Work item — Among the records below, find each line containing the word "indicate" and copy it.

Source data —
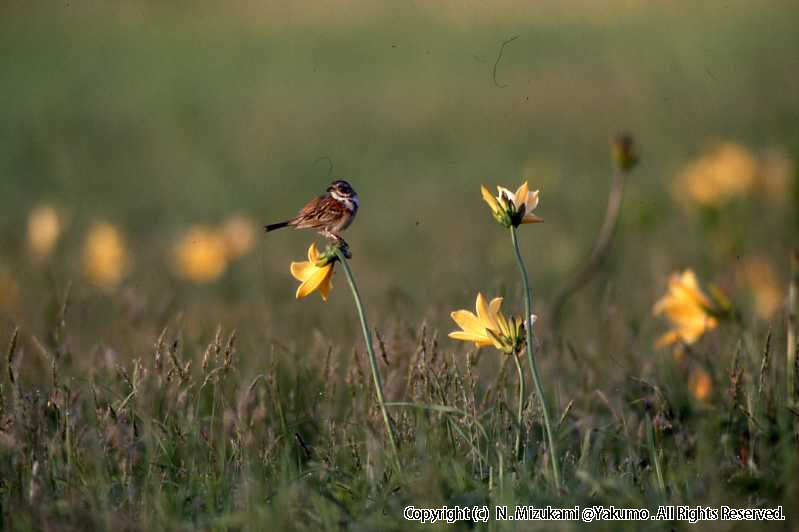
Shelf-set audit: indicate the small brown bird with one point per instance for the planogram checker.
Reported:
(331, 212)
* * *
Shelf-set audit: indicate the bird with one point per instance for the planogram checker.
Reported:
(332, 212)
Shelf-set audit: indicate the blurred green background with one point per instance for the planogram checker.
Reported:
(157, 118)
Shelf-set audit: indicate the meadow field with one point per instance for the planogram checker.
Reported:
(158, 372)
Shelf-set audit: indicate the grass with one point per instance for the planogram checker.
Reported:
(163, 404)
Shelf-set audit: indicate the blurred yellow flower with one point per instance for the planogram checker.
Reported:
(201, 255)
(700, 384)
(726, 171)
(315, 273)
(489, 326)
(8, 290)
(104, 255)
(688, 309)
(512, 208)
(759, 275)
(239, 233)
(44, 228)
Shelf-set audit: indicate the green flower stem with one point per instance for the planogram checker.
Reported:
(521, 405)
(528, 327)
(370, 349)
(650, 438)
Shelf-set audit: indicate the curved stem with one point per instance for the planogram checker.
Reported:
--
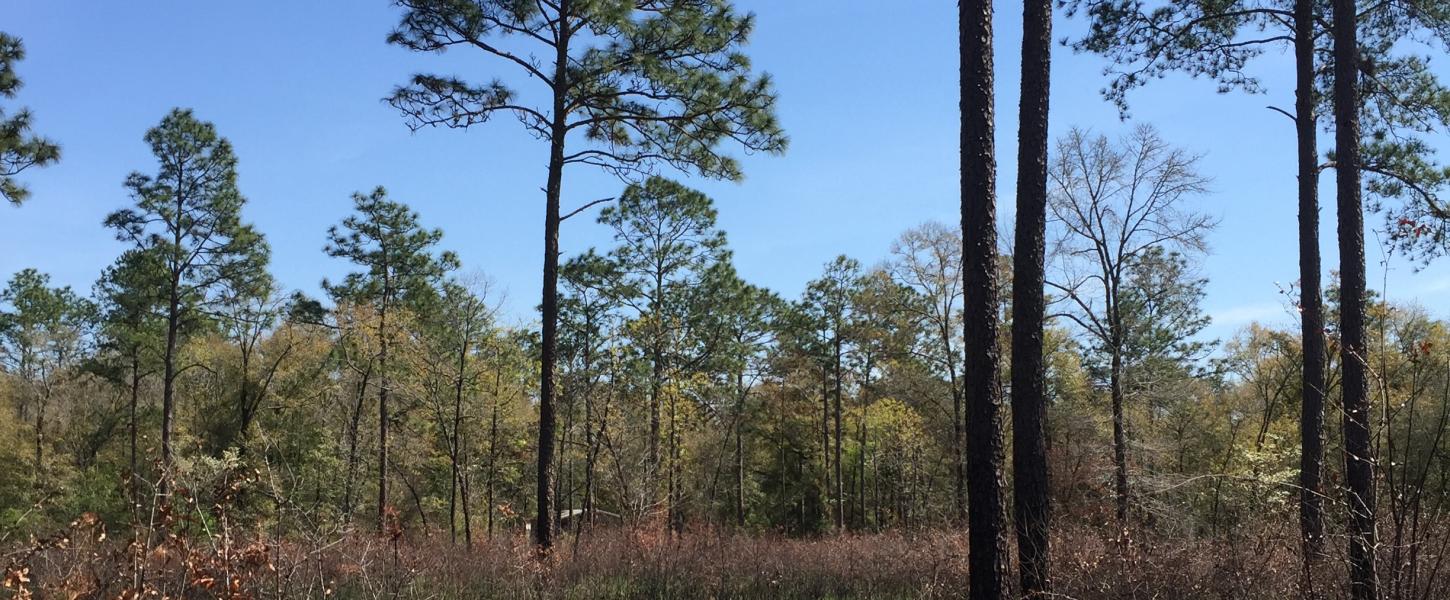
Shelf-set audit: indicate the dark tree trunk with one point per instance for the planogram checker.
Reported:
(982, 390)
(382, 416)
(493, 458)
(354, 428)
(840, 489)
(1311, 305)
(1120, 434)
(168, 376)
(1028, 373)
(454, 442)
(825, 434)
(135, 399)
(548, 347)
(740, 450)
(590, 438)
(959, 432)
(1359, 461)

Task solution —
Shelf-set audit: indicate the small brown bird with one point per instance for the planogram checker.
Shelf-set audit: indicate the bird with one point per instance for the planogram checker.
Shelf-set audit: indicate the blurred green background with one point per instance for the planogram checker.
Shelf-set audit: indicate the meadow field with one point per instance for the planogram checker.
Shelf-set audit: indicate the grass with one point per instance for the planogram checker.
Shelf-set audit: indicate the blurred yellow flower with one point per instance for the planogram checker.
Shelf-set audit: indicate the green flower stem with one point per instance for the planogram checker.
Shelf-set audit: indicate the curved stem with one point per instance for the planogram checker.
Shelf-set audit: indicate the dark tree trunk with one point per instance for the planogram checker.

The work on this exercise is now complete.